Write the next part of the essay on religion and citizenship in India, starting after its final sentence.

TEXT FOR ANALYSIS START

The basis for such a division, if indeed my friend understood the forms or the operative’s directions accurately, is obscure. Is there an implication in this separation of religions of who belongs and who doesn’t? I mean to the soil, to Hindustan, to Bharat Mata? The report of her encounter with the Operative and his forms (note the capital “O”, used here in imitation of George Orwell’s capitalisation of “Big Brother” in 1984) is indeed disturbing as it seems to chime with the recent acts of the government in classifying the citizens of India by their religion of birth.

Even the panjandrums of organisations such as the RSS have at times said, perhaps not in so many words, that all citizens of India are “Hindus”. I believe, and am perfectly willing to be corrected, that they meant that being a Hindu was a nationality and not a faith.

The universally accepted definition of citizenship is that it is bestowed through the rights of “jus sanguinus” or “jus soli” — by connection of blood — meaning you are Indian if your parents are Indian, though you may have been born in Bechuanaland — or geography — those born on British soil can claim British citizenship. These criteria are logical and humane and should be universally followed. The process of naturalisation, the issuing of citizenship to people who live and dedicate their futures to a nation, is a logical path to citizenship — from Green Card to Stars-and-Stripes-waving American!

Alas, there are forces in America, personified in Trumpism who don’t respect this universal principle and classify as undesirable people from countries whose populations are dominantly Muslim. Has then the Statue of

Liberty in New York harbour sprouted two continuous fountains of tears?   

What’s puzzling to my commonsensical mind is the basis on which such classifications are made. Perhaps the contention is that Islam is an imported religion. That truth doesn’t make the Muslims of India an imported population. They are sons and daughters of the soil and are maybe 99 per cent, though they may boast of Afghan or other ancestry, the descendants of converted Hindus.

So also with the Christians and Jews of India. They are indigenous converts to a belief with solid (or double-helix) Indian DNA in their being. Now, I venture to say, Parsis are different. They are not only Zoroastrian by belief, they are an imported race, albeit settlers in India for the last 1,200 years. But still “Hindu”?

It’s true that Sikhism is a religion inspired by Sufism, which in India borrows from Islam and Vedic belief, while discarding the ritual of the latter. It is arguable that Buddhism and Jainism are derived from “Hindu” belief.

TEXT FOR ANALYSIS END
DATASET RECORDS START

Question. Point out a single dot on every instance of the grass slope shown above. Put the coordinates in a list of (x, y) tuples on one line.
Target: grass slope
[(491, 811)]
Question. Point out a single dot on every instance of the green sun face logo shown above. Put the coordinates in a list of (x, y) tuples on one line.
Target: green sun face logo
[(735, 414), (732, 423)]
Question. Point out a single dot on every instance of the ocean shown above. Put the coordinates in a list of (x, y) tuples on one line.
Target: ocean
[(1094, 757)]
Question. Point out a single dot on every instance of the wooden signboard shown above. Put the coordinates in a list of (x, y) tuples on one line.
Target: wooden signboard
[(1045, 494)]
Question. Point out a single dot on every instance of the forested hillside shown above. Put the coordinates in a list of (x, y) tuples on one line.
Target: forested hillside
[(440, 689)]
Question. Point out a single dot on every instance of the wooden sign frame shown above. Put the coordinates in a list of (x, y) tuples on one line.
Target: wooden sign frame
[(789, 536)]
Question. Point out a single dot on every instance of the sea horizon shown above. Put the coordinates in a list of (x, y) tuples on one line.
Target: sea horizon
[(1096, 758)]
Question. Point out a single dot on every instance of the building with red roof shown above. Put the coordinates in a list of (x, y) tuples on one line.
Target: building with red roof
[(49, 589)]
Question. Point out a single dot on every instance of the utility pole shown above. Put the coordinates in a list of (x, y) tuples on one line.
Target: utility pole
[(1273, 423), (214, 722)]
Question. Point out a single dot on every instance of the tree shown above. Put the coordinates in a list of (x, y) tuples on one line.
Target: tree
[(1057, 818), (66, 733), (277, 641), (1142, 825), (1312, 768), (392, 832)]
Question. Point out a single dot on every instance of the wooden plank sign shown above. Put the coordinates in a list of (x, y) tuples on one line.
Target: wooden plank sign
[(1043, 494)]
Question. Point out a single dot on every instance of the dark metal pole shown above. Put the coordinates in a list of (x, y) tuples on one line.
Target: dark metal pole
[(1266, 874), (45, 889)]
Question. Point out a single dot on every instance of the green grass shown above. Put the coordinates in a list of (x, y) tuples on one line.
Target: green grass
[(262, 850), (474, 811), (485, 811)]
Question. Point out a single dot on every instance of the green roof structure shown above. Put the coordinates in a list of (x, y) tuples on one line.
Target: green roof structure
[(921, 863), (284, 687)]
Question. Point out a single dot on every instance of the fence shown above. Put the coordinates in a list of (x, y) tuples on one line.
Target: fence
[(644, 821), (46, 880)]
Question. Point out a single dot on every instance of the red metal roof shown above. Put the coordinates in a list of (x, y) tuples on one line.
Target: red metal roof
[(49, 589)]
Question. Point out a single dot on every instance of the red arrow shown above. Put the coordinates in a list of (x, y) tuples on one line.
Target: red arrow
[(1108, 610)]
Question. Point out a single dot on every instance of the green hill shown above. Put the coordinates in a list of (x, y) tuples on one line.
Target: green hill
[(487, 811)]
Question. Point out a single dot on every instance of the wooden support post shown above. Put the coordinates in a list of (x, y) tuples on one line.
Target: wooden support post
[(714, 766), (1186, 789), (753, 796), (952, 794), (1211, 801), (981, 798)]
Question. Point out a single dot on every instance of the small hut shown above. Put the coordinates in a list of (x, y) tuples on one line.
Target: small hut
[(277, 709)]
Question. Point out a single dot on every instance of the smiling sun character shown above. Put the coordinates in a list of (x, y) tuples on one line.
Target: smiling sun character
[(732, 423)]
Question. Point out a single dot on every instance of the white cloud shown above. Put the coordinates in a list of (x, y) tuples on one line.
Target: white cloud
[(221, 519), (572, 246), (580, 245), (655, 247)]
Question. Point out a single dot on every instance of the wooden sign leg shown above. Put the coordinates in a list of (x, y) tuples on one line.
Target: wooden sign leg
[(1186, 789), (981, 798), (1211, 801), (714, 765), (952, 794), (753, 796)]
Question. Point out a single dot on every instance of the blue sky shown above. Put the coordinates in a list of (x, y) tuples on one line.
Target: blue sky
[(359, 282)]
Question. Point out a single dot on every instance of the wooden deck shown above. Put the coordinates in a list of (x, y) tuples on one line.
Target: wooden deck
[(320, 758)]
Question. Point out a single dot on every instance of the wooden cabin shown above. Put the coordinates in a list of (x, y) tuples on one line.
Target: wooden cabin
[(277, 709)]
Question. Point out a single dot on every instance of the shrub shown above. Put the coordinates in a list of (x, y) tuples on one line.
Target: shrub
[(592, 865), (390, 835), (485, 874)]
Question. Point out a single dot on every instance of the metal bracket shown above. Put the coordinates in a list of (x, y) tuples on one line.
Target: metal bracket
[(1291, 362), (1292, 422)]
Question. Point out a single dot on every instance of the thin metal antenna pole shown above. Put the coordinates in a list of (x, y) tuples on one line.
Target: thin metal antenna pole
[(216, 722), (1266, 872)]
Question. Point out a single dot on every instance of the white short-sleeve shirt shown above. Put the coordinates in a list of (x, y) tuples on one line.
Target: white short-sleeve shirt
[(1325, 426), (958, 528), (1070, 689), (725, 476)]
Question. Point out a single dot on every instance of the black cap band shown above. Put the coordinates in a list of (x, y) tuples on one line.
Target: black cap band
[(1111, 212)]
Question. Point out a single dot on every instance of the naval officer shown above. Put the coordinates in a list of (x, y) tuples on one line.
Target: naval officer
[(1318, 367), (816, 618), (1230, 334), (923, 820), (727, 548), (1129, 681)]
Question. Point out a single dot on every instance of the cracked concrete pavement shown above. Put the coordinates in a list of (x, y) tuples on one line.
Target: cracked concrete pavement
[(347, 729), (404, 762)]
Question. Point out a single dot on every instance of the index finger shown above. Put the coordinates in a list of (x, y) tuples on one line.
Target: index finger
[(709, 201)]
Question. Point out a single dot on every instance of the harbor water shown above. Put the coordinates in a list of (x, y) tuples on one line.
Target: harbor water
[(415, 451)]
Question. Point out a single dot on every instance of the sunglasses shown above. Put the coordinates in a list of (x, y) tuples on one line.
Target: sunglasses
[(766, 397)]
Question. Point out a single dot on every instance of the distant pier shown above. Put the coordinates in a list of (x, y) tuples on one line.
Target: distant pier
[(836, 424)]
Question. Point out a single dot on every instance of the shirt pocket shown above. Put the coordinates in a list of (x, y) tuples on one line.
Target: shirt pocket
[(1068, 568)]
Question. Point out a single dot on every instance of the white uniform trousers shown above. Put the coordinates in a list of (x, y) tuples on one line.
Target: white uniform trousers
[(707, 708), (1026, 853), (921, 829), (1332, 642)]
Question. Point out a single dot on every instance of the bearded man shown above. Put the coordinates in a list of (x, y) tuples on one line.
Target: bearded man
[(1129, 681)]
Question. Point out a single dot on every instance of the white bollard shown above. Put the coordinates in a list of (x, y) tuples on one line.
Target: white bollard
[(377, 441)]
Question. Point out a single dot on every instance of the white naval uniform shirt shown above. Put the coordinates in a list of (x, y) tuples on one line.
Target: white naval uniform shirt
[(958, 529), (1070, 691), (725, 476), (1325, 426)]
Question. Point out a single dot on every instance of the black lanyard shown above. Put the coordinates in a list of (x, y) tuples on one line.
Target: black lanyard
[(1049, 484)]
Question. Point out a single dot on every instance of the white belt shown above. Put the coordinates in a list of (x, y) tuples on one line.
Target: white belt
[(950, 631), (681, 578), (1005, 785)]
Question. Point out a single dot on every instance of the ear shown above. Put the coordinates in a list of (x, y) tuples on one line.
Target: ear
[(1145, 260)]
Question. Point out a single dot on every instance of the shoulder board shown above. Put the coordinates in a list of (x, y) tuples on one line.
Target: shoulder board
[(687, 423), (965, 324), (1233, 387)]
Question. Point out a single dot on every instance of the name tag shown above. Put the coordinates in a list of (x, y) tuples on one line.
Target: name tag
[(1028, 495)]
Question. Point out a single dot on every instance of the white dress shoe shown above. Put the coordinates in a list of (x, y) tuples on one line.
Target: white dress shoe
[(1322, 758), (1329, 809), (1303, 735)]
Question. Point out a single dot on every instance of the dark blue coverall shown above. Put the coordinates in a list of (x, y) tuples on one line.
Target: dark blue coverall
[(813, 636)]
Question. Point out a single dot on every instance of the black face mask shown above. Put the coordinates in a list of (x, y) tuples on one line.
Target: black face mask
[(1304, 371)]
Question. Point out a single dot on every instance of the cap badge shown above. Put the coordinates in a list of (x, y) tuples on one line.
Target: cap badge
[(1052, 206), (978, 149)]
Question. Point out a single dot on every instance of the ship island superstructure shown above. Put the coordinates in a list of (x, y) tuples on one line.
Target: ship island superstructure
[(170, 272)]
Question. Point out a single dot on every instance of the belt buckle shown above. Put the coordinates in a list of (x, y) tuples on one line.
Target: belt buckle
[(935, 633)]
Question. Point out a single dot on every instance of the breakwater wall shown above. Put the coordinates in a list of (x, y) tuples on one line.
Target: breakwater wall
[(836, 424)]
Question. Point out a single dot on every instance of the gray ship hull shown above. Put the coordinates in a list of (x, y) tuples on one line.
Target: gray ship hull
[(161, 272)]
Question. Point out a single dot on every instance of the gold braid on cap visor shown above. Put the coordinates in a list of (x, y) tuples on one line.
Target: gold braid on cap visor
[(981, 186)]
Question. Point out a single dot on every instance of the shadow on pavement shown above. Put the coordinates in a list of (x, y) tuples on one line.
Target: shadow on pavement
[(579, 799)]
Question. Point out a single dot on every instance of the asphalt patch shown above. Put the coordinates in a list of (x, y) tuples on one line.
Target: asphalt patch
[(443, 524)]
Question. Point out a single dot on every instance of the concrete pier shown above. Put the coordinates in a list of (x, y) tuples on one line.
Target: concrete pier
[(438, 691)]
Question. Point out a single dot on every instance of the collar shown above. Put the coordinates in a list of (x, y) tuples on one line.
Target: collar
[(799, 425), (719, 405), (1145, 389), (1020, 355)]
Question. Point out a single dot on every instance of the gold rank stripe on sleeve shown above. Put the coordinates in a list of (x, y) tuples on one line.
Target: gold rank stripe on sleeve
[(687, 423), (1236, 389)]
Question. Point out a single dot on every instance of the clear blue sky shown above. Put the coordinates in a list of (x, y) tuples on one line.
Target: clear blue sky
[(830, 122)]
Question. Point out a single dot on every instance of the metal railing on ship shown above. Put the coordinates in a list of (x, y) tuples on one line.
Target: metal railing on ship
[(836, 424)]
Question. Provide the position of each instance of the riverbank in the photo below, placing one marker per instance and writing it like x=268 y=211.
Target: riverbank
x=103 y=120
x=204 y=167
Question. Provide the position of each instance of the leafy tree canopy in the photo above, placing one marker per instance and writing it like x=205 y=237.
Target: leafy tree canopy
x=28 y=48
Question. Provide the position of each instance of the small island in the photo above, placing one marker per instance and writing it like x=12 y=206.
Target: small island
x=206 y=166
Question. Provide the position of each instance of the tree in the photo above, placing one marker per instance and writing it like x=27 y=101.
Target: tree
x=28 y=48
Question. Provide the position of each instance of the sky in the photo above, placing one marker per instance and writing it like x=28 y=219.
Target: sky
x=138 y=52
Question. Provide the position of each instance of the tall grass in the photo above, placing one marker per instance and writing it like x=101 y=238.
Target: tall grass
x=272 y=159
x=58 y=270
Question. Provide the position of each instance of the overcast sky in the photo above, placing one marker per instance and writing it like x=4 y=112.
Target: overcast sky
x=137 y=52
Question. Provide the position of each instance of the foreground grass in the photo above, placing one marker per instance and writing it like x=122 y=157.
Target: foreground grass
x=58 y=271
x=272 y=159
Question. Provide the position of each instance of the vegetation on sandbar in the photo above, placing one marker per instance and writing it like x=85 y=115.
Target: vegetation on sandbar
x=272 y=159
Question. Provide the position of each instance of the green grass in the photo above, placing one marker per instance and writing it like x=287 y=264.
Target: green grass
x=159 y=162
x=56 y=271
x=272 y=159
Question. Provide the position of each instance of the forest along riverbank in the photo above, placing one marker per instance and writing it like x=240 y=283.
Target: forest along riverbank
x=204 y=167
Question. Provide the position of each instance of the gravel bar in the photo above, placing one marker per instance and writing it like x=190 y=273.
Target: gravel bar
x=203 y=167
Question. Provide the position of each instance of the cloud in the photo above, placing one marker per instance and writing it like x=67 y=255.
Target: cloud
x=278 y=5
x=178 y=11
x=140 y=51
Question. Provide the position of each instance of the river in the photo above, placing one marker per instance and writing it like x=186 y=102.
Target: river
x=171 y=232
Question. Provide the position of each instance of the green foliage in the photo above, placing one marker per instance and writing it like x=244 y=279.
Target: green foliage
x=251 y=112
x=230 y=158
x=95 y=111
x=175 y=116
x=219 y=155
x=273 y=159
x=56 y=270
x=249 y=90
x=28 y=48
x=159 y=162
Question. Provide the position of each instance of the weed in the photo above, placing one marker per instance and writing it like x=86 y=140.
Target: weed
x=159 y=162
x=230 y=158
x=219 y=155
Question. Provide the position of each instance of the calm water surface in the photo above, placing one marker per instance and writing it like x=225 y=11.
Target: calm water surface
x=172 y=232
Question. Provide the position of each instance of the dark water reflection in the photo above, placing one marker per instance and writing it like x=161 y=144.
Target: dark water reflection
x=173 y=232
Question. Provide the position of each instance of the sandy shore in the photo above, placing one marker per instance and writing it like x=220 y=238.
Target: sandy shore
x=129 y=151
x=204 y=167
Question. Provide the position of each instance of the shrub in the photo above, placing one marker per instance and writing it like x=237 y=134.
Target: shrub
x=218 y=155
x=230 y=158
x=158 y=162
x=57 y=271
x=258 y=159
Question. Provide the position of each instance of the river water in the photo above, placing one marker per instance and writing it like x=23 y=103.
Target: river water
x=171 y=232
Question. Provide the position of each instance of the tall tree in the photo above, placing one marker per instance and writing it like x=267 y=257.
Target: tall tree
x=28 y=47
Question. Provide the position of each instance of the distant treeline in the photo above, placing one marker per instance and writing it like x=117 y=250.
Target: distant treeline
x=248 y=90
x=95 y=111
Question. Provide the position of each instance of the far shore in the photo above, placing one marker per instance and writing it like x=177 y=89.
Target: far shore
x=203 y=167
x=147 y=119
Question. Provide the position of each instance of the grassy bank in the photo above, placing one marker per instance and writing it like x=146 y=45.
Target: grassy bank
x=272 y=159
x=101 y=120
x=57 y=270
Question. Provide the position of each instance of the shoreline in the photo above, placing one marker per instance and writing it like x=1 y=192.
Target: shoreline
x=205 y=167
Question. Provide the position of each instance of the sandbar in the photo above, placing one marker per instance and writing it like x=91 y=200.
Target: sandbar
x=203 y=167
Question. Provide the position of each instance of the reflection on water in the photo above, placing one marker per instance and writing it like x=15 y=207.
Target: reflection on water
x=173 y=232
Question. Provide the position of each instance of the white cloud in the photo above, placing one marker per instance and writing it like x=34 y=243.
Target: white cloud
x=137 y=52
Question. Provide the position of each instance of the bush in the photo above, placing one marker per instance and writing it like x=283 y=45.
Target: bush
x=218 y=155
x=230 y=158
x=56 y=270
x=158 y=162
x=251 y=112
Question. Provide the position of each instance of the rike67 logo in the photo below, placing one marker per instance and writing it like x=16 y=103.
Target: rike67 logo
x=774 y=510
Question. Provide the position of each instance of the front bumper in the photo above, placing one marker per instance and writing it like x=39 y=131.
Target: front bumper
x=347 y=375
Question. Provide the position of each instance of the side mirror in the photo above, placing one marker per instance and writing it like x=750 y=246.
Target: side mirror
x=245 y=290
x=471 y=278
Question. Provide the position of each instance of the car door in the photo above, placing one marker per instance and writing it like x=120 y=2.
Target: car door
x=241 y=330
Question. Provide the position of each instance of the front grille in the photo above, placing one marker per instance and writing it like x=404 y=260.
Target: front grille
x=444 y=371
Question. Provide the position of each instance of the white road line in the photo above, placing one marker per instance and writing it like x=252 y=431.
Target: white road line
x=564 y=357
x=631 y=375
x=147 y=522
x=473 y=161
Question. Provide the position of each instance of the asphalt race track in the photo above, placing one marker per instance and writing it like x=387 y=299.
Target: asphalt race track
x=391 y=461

DATASET RECORDS END

OUTPUT FOR THIS EXERCISE:
And so to the fact or contention, certified by an absolute majority of world historians, that “Hinduism”, is an evolution from an amalgam of the beliefs of the Dravidian race with their worship of Shiva and the religion of Aryans who came from Central Asia and brought their polytheistic pantheon of nature gods with them.

The other conundrum which this classification of other religions as “Hindu” brings to mind is an episode in my long and happy career as a TV-wallah in the UK. Channel 4, where I worked, ran a programme called Devil’s Advocate in which the late, dynamic TV presenter Darcus Howe, a Trinidadian in origin himself, challenged controversial actions or statements of politicians and others before a studio audience. A female counsellor of a London borough, of African origin herself, had made some statement about banning Indians from certain appointments.

Darcus invited and challenged her. She denied that she had made a statement which discriminated on grounds of religion and blithely said “I am a Hindu myself!”

Darcus’s immediate rejoinder was “Really? So, what caste do you belong to? Are you a Brahmin or dalit…?” Answer came there none.

Ironically, in Britain today, there is much talk of “diversity”. This is the sociopolitical contention legislated determination to make every institution and activity fully representative of the UK’s present population by including, recruiting and nurturing people of ethnic origin, gay people and other minorities. Women, though they are 50 per cent of the population, sometimes seek representation behind this banner of “diversity”.  

It’s a mark of Britain’s civilisation that it officially enshrines the embrace of minorities. Shouldn’t this be a universal principle in all democracies?